▸ **Brief**:
The complete listing should be copied out exactly.

▸ **Data for this task**:
━━━━

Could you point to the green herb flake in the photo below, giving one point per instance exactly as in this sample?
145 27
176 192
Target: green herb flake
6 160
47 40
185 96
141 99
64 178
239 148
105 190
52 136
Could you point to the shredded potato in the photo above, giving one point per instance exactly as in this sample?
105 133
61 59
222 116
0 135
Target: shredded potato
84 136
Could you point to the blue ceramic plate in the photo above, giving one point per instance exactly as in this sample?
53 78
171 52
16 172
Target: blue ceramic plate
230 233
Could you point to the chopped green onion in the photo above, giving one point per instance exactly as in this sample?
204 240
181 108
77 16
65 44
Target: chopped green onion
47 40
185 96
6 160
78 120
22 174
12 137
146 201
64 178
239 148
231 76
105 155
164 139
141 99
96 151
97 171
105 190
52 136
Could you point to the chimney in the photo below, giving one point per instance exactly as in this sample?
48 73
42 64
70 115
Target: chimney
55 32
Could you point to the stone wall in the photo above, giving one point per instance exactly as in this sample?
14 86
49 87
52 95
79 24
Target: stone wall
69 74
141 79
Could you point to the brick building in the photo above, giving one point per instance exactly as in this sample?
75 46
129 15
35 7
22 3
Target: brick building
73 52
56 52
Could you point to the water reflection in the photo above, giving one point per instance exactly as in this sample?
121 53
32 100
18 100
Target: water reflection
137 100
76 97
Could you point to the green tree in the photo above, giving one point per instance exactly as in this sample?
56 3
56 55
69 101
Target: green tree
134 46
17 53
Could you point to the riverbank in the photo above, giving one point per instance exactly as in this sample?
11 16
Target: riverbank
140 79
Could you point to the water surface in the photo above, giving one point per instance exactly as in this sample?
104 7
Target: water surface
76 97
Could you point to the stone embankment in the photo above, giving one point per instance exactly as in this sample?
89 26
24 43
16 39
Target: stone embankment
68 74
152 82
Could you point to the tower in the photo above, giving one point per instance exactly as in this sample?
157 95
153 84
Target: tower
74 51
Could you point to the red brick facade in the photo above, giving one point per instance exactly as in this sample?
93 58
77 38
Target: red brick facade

━━━━

▸ **Exercise output**:
Could you point to the green herb flake in the photo below, giving one point per instance exactly as in this sample?
145 27
176 192
Target: green herb flake
6 160
47 40
185 96
141 99
64 178
239 148
105 190
52 136
Could you point to the shredded potato in the photo above, giving one point per instance exactly as in this sample?
105 133
61 59
222 116
0 135
Target: shredded potato
84 136
Could you point to the blue ceramic plate in the photo above, giving one point per instance exactly as in this sample?
53 78
171 52
16 172
Target: blue ceramic plate
230 233
Could you point to the chopped green onion in the photo above, giving one point per instance exactly as in this sample?
204 240
181 108
77 16
65 44
Target: chopped green onion
47 40
185 96
6 160
78 120
22 174
12 137
146 201
64 178
239 148
231 76
105 155
164 139
141 99
96 151
97 171
105 190
52 136
Could you point to the chimney in the photo below, giving one point per instance exactly as in this sample?
48 73
42 64
70 115
Target: chimney
55 32
Could you point to the stone wall in the photo above, giving one point per instance exactly as in this sample?
14 86
49 87
52 95
79 24
Target: stone wall
69 74
141 79
Could you point to the brick building in the photo above, giving one point per instance exactly as in this sample?
75 46
129 15
35 7
22 3
Target: brick building
73 52
56 52
Could you point to the water reflection in the photo above, giving one point per instance exactly as in this sample?
121 53
32 100
18 100
Target: water reflection
137 100
76 97
Could you point to the green tree in the photo above, giving one point per instance exactly as in this sample?
56 3
56 55
69 101
Target: green tree
134 46
17 53
Could you point to the riverbank in the photo above, giving one point per instance exactly as in this sample?
11 16
Target: riverbank
140 79
Could you point to the water surface in the photo above, giving one point per instance exactly as in this sample?
104 7
Target: water surface
76 97
Could you point to the stone embankment in the photo above, giving one point per instance exactly as in this sample?
89 26
24 43
16 39
Target: stone embankment
68 74
152 82
Could you point to the tower in the photo above, giving one point per instance exactly as in this sample?
157 95
153 84
Target: tower
74 51
Could you point to the red brick facade in the photo above, giving one point per instance exactly as in this sample?
93 58
77 38
Target: red brick facade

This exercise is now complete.